Task to complete: Place the lines of the records from the line containing "the dark silhouetted" through the line containing "[4,29,540,192]", inclusive, into a Markdown table with the columns Row and Entry. Number each line in the Row column, and leave out any blank lines.

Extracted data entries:
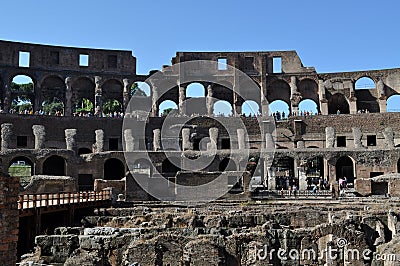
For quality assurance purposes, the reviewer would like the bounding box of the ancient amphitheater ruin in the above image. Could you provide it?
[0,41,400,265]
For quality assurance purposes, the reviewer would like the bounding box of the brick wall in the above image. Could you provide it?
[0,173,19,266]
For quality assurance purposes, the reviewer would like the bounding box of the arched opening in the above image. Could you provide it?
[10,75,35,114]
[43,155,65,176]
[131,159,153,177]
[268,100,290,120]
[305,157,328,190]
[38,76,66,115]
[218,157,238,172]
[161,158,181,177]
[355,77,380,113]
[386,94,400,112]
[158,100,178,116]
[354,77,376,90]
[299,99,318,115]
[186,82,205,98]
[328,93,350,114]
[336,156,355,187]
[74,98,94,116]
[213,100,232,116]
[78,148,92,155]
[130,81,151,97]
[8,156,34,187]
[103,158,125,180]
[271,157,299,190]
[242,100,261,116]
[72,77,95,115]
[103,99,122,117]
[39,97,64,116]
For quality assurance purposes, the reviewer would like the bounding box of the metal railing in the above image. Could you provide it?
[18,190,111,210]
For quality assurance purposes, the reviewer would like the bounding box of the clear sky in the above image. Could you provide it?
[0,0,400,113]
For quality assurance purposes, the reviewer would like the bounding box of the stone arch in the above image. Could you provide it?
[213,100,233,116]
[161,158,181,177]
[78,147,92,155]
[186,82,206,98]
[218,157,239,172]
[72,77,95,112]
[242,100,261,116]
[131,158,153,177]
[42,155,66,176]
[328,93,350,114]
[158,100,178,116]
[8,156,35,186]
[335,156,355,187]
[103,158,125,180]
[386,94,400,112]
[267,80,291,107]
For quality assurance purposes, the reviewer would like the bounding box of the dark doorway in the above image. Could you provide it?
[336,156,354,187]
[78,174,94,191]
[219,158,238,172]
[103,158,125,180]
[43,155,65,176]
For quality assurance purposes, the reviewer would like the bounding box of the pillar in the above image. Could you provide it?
--
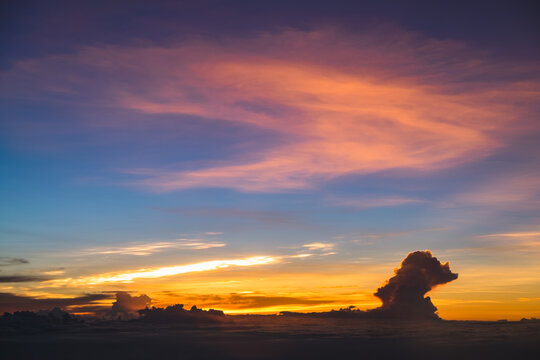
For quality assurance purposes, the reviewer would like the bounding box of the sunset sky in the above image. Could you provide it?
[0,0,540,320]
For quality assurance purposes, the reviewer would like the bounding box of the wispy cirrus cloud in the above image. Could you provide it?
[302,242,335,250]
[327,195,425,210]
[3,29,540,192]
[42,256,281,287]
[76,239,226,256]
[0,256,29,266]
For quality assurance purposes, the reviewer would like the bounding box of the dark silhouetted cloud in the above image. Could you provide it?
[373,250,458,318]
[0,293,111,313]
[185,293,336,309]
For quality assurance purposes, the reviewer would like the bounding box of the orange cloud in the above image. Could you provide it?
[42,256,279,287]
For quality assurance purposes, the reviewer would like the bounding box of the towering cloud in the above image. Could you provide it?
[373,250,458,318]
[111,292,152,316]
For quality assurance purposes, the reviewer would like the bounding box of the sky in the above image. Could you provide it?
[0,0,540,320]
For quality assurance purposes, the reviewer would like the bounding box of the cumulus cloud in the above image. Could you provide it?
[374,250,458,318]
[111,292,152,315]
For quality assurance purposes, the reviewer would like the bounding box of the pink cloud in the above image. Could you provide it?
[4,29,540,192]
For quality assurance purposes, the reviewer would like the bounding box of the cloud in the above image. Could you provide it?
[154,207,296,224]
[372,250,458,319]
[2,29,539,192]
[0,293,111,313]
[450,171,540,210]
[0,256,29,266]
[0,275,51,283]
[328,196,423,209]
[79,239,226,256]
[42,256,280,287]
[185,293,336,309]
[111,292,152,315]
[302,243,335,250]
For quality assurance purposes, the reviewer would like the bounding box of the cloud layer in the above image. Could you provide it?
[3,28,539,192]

Written response:
| Row | Entry |
|---|---|
| 1 | For quality assurance purposes, the reviewer would like the bounding box of the dark silhouetted cloud in the above image. Could you provide it? |
| 2 | [373,250,458,318] |
| 3 | [0,293,111,313] |
| 4 | [185,293,336,309] |
| 5 | For quality assurance purposes, the reviewer would like the bounding box of the orange cloud in the above image. Could you provide it? |
| 6 | [42,256,279,287] |
| 7 | For quality assurance purposes, the reviewer would like the bounding box of the towering cloud in the above image. Could you provide it? |
| 8 | [373,250,458,318] |
| 9 | [111,292,152,316] |
| 10 | For quality assurance purposes, the reviewer would like the bounding box of the sky in the above image. Could you provide it? |
| 11 | [0,0,540,320] |
| 12 | For quality assurance purposes, the reviewer would like the bounding box of the cumulus cloud in the above image. Could you provide it? |
| 13 | [374,250,458,318] |
| 14 | [111,292,152,315] |
| 15 | For quality assurance purposes, the reviewer would like the bounding box of the pink cloud in the above image. Could you provide it? |
| 16 | [4,29,540,192] |